Description of the task
Extend the short post about information technology and globalization beyond its final sentence, keeping its topic and tone.

Source extract
╭──

Sunday, August 10, 2008
IT has a big part
Information Technology (IT) is a driving factor in contemporary globalization. Technology gradually improved after World War Two and improvements in the early 1990s in computer hardware, software, and telecommunications have caused widespread improvements in access to information and economic potential. These advances have facilitated economic gains in many sectors of the economy. Information Technology provides the communication network that facilitates the expansion of products, ideas, and resources among nations and among people regardless of geographic location. IT have made it easier and less expensive for people to talk with family, friends, and business associates, and to do so while on the move, from great distances. This is what Marshall McLuhan calls the "global village."
Technological developments are generally associated with communications revolution. For example fiber-optic cable and wireless technologies have transformed telecommunications in recent years.

╰──

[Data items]
╭──

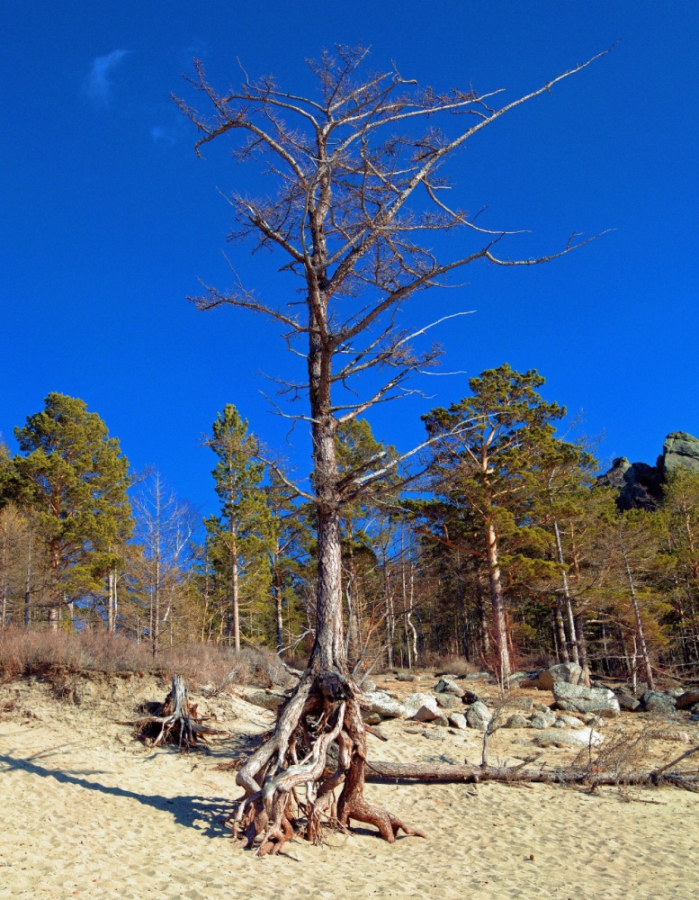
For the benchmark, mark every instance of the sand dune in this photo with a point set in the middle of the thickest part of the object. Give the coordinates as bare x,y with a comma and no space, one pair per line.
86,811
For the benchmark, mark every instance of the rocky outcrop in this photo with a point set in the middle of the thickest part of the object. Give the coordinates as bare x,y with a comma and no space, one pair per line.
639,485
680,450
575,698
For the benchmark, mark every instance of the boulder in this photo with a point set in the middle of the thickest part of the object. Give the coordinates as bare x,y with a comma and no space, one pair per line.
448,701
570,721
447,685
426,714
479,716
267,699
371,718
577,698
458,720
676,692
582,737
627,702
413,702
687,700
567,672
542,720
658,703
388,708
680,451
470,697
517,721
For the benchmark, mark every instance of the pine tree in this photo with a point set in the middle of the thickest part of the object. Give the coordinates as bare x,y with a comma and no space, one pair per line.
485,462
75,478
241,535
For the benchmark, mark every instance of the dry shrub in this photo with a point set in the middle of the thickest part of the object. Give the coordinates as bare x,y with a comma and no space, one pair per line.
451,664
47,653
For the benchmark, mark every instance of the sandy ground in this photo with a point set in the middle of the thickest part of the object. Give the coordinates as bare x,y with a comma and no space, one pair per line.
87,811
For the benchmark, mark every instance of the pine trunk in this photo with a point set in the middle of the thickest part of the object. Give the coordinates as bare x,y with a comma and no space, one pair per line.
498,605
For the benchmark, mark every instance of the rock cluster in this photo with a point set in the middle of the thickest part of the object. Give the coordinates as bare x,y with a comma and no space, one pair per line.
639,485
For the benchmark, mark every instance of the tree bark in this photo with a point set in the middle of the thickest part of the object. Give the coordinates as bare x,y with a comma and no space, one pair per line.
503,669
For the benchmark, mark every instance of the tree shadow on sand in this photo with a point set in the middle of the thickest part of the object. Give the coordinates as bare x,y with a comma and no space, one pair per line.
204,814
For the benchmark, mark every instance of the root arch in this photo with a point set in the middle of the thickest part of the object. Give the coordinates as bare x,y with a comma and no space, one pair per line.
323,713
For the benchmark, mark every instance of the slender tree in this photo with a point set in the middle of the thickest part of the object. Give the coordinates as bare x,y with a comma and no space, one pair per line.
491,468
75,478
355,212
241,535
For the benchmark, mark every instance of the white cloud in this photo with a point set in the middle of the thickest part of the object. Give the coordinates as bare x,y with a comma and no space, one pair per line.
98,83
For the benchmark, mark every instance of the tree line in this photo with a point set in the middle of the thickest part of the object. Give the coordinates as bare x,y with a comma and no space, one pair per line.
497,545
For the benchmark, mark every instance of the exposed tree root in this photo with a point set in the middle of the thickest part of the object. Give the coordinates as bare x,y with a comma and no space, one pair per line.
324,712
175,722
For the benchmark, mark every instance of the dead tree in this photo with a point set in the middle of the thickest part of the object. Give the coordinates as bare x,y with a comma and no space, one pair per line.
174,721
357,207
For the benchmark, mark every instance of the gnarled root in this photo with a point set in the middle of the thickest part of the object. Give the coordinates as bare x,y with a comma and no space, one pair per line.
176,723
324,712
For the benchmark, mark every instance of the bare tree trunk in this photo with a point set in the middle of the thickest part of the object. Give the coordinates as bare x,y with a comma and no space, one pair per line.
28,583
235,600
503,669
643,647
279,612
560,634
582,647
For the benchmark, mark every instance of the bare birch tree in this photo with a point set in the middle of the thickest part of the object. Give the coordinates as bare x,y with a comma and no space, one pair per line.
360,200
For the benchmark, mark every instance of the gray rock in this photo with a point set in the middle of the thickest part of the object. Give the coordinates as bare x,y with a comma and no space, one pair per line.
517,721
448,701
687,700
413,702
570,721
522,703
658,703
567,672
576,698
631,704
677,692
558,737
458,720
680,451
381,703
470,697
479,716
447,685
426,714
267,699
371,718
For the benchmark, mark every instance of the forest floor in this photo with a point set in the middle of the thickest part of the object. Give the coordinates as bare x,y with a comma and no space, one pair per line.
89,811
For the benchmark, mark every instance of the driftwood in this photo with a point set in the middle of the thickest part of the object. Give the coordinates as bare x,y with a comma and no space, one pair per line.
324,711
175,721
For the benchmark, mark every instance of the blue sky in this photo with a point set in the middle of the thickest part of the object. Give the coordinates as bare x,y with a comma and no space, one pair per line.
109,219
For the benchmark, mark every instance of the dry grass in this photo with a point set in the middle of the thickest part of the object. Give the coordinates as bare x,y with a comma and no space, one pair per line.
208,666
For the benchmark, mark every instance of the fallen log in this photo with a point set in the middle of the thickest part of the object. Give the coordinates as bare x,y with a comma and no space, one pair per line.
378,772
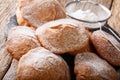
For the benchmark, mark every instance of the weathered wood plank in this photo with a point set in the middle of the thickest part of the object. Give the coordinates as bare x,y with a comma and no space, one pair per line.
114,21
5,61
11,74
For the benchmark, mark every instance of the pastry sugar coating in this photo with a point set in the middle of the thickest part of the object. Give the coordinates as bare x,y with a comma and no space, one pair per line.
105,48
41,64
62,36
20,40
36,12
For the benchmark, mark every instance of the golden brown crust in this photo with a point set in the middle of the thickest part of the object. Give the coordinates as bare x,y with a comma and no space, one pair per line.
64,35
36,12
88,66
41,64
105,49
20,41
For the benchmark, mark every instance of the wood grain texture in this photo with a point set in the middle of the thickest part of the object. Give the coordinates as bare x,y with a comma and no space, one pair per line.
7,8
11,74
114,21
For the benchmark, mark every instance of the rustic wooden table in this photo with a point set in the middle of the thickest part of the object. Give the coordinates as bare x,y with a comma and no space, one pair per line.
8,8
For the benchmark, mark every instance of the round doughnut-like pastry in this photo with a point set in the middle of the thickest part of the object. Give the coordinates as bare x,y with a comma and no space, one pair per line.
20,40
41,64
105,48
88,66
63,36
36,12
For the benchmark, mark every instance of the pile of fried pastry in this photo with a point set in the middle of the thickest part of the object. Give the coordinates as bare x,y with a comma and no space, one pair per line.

╰──

Result of this exercise
The spread of IT and its applications has been extraordinarily rapid. Just 20 years ago, for example, the use of desktop personal computers was still limited to a fairly small number of technologically advanced and well-off people. The typewriter was still the main mechanism for producing documents. It however does not permit manipulation of text and no storage space is offered. Fifteen years ago, large and bulky mobile telephones were carried only by a small number of users in just a few U.S. cities. Today, half of all Americans use a mobile phone.
Thus we can see that technology plays an important role in the process of globalisation. Critics argue that technology is a force for integration, making the world a smaller, better place. Technology is said to bring "good things to life." This is true, but not for all aspects . It may contribute to integration, but it also may result in economic and political disintegration, a process that distances people living in different parts of the world. Recent advances in our ability to communicate and process information in digital form with GPS, 3G and gadgets like the iPhone - a series of developments described as an "IT revolution" - are reshaping the economies and social lives of many people around the world.
Here are some cute cartoons:


credited to:http://www.geographyalltheway.com/ib_geography/ib_globalization/what_is_globalization.htm
Andrea Khor =)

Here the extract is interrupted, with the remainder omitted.